▶ PAGE

----

Ukrainian officials said people were banned from leaving some occupied areas until the four-day vote was complete, armed groups were going to homes to force people to cast ballots, and employees were threatened if they did not participate in balloting that the Kremlin is expected to use to annex the territories and escalate the war amid increasing signs that its invasion of Ukraine is faltering.

Serhiy Hayday, Ukraine's regional governor in Luhansk, said in a post on Telegram that Russian authorities banned people from leaving for several days to ensure votes, while armed groups had been sent to search homes and coerce people to get out and take part in the referendum.

"We have reports from people that the so-called 'voting commissions' coming to residences to record votes are accompanied by people with weapons.... If the doors to the apartments are not opened, they threaten to break them down," he said, adding that anyone voting "no" was written down in a ledger by the commissioners.

The referendums have been condemned by Kyiv, Western leaders, and the United Nations as an illegitimate, choreographed precursor to illegal annexation. There are no independent observers, and much of the prewar population has fled.

In his nightly address, Ukrainian President Volodymyr Zelenskiy called the vote a "sham" and undemocratic.

The move comes as Russian President Vladimir Putin announced a partial military mobilization on September 21 amid apparent heavy personnel losses in the unprovoked invasion of Ukraine that Moscow started in February.

The announcement triggered an exodus of able-bodied Russian men scrambling to leave the country to avoid being drafted, with traffic at frontier crossings with Finland and Georgia surging and prices for air tickets from Moscow skyrocketing.


Zelenskiy, switching from speaking in Ukrainian to Russian, spoke directly to Russian citizens in his address, telling them they are being “thrown to their deaths.”

“You are already accomplices in all these crimes, murders, and torture of Ukrainians,” Zelenskiy said, adding, “because you were silent; because you are silent."

He told Russians, that "now it’s time for you to choose."

"For men in Russia, this is a choice to die or live, to become a cripple or to preserve health. For women in Russia, the choice is to lose their husbands, sons, grandchildren forever, or still try to protect them from death, from war, from one person,” Zelenskiy said.

The hastily announced referendums were set up by the Kremlin-installed leaders of the four regions. They gave no prior warning that they planned to hold the vote on annexation between September 23- 27.

In Kherson, Serhiy Khlan, a Ukrainian deputy in the region's council, told RFE/RL on September 23 that the polling stations opened by Russian-controlled officials in the region have remained mostly empty, prompting them to start going house-to-house to collect votes "at gunpoint."

----

▶ SUPPLIED ENTRIES
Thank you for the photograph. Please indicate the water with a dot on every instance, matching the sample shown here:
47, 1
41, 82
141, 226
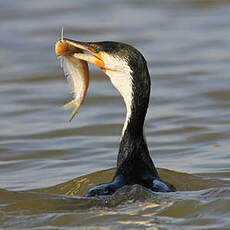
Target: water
45, 161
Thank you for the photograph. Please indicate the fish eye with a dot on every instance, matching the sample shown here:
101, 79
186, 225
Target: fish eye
97, 49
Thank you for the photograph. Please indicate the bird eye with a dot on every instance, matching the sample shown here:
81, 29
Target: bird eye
97, 49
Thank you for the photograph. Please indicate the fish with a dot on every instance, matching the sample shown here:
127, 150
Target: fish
78, 72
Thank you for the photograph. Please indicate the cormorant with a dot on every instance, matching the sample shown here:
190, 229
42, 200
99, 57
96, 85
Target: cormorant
127, 69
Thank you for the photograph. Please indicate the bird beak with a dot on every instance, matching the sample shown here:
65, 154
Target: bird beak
65, 47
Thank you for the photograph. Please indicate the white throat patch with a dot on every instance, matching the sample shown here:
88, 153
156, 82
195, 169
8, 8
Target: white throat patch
119, 73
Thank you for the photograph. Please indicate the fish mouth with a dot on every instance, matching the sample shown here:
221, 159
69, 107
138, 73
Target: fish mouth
68, 47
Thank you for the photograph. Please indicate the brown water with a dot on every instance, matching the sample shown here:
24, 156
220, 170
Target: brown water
187, 45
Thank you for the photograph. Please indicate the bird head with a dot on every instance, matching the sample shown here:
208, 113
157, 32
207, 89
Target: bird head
122, 63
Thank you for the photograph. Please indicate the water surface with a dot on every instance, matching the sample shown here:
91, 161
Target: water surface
45, 160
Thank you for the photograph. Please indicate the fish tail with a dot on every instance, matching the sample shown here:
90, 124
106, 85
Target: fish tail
74, 105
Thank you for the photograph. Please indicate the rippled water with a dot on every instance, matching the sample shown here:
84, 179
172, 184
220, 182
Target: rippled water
186, 44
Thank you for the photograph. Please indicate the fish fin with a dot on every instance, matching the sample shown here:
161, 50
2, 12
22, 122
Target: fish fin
75, 106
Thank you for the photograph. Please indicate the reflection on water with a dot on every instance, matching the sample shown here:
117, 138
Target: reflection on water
187, 46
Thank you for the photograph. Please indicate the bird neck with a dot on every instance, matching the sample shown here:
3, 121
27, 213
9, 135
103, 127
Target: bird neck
133, 157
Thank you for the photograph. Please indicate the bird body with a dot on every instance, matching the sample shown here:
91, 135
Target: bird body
127, 69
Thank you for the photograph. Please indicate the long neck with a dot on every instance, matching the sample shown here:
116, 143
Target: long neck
133, 152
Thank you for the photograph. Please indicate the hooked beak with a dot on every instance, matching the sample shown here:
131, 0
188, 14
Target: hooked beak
65, 47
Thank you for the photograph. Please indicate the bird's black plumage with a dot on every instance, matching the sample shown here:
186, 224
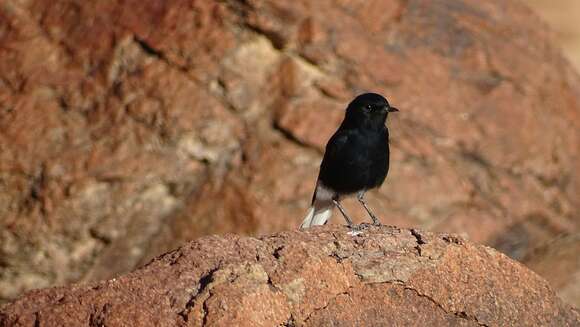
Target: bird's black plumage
356, 158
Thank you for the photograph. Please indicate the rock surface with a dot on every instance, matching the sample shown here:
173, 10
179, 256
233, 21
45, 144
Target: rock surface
128, 127
384, 276
559, 261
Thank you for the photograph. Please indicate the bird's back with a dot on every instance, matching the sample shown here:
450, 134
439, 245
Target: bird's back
355, 160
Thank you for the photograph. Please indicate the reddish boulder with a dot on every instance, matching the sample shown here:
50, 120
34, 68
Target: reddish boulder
382, 276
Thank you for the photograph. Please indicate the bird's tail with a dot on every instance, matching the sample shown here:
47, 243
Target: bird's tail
316, 216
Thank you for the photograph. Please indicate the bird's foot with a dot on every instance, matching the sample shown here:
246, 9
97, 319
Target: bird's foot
355, 229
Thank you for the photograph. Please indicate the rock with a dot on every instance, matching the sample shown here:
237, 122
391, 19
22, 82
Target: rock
559, 262
128, 128
383, 276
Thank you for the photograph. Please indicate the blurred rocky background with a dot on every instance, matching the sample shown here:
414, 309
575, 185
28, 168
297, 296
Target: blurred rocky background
129, 127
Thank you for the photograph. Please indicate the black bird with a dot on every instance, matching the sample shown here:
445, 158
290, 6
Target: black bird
356, 159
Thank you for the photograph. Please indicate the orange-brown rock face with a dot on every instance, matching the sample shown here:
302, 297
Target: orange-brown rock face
382, 277
129, 127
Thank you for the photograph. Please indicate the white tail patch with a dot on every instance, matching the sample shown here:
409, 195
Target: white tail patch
316, 217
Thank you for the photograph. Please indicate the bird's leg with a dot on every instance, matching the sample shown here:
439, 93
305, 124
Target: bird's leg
362, 201
346, 217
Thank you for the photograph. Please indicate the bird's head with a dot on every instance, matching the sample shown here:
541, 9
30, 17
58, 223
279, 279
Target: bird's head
368, 110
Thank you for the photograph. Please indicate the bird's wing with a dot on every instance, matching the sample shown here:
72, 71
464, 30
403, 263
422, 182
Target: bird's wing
335, 146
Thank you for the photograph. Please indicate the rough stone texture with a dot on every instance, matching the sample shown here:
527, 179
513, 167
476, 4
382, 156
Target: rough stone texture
382, 277
559, 262
128, 127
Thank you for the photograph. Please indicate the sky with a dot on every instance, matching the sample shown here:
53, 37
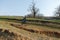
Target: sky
21, 7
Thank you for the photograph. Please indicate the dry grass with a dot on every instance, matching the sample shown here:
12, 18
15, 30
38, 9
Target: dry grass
26, 35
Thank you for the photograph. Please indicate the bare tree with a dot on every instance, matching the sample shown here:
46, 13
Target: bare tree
33, 9
57, 12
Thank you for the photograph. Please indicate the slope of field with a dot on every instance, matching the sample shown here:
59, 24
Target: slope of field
24, 34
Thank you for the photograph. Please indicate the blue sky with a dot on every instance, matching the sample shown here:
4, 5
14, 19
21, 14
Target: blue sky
20, 7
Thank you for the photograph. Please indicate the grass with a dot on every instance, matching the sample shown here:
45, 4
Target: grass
34, 36
5, 24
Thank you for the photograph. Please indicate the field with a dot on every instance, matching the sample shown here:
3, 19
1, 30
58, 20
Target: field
13, 30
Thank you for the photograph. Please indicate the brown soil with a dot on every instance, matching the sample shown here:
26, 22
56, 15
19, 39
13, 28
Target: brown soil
48, 33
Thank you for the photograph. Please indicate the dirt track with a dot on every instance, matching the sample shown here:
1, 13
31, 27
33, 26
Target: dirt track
48, 33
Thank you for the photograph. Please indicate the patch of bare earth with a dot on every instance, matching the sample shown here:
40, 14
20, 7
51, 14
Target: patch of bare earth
48, 33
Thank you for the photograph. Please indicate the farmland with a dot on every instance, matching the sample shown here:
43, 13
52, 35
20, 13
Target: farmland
43, 30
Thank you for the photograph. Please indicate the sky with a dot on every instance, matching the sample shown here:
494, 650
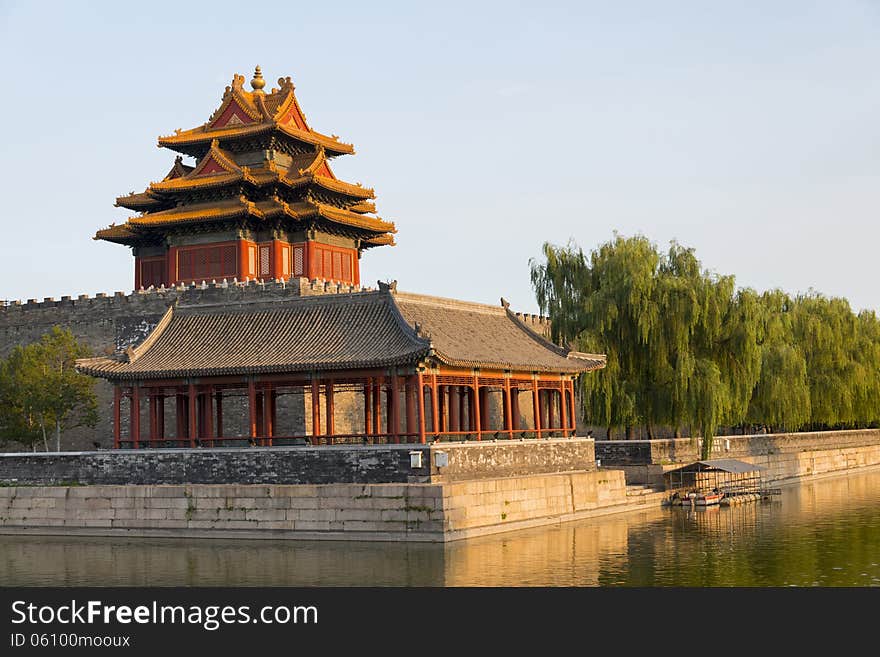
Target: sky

----

▶ BRIEF 1
Set down the passage of the referendum article between "Serhiy Hayday, Ukraine's" and "population has fled.", inclusive, word for word.
▶ BRIEF 2
Which people does the referendum article mention by name?

▶ EXERCISE ANSWER 1
Serhiy Hayday, Ukraine's regional governor in Luhansk, said in a post on Telegram that Russian authorities banned people from leaving for several days to ensure votes, while armed groups had been sent to search homes and coerce people to get out and take part in the referendum.

"We have reports from people that the so-called 'voting commissions' coming to residences to record votes are accompanied by people with weapons.... If the doors to the apartments are not opened, they threaten to break them down," he said, adding that anyone voting "no" was written down in a ledger by the commissioners.

The referendums have been condemned by Kyiv, Western leaders, and the United Nations as an illegitimate, choreographed precursor to illegal annexation. There are no independent observers, and much of the prewar population has fled.

▶ EXERCISE ANSWER 2
Serhiy Hayday, Volodymyr Zelenskiy, Vladimir Putin, Serhiy Khlan